_Task directions_. Set down exactly the lines running from the line with "Please identify the baby" to the end of the listing below, both ends included.

====== Material provided

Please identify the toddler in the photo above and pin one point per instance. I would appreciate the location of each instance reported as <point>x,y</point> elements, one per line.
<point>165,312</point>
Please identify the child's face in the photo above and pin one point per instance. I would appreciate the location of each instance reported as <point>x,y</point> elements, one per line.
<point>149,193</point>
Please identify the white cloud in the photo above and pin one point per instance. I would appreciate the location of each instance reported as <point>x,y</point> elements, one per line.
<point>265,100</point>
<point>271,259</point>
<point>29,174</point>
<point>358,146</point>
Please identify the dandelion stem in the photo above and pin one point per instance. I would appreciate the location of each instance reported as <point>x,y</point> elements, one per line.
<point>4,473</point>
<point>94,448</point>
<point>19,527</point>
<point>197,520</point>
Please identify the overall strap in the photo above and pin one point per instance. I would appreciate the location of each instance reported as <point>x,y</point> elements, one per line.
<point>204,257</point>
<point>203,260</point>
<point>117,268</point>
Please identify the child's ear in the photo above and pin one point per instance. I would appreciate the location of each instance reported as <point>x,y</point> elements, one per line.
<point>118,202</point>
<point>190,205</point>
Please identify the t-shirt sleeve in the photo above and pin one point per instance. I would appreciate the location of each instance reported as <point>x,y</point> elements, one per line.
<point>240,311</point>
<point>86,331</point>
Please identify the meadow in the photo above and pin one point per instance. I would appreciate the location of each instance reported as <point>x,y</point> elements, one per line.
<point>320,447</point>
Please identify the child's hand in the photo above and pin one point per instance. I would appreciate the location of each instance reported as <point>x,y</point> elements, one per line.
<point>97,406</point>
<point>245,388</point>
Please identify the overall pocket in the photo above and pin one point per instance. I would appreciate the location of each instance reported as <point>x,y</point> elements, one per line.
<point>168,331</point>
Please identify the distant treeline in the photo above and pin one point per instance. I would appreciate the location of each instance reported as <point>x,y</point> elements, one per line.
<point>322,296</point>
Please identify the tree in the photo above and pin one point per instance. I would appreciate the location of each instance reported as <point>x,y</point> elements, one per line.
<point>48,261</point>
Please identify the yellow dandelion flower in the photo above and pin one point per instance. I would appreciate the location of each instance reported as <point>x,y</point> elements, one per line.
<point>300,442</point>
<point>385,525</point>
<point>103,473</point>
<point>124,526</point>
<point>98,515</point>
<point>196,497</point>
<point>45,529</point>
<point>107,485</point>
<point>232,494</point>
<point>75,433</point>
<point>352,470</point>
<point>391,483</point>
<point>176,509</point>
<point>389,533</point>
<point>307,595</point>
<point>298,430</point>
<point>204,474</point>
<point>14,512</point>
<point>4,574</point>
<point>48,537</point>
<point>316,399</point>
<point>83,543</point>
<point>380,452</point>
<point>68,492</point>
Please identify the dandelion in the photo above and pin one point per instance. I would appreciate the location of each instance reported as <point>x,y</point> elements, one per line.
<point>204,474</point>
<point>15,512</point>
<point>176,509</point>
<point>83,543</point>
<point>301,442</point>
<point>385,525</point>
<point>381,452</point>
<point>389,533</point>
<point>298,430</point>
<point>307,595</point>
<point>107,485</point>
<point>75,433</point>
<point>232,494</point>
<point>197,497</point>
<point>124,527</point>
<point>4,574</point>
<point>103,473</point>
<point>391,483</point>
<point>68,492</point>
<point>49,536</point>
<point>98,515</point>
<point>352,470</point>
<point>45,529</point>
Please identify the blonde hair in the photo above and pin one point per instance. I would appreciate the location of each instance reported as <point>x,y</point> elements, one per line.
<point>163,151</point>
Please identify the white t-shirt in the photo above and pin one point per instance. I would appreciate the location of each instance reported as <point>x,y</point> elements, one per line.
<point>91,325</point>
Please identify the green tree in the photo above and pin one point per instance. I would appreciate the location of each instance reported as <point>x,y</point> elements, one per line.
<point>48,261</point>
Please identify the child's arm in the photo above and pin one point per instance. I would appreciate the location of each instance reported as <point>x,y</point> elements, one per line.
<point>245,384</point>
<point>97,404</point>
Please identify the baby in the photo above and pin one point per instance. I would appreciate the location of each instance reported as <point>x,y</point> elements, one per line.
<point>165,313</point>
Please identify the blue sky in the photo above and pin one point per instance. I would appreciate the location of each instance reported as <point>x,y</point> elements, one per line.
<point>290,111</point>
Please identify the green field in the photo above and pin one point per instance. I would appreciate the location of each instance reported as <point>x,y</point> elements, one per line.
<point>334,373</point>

============

_Result of this exercise_.
Please identify the baby in the photo above and pin one point per instance. I would appreciate the location of each instance reported as <point>x,y</point> elements, one per line.
<point>165,313</point>
Please identify the blue sky in the photo above and pin one point per instance. I would appreciate the location of each instance reported as <point>x,y</point> elements, one per line.
<point>290,111</point>
Please identify the green field in the photo above and pin one point per instance. I would appreciate the location of each instance reported as <point>x,y</point> elements, one per line.
<point>334,373</point>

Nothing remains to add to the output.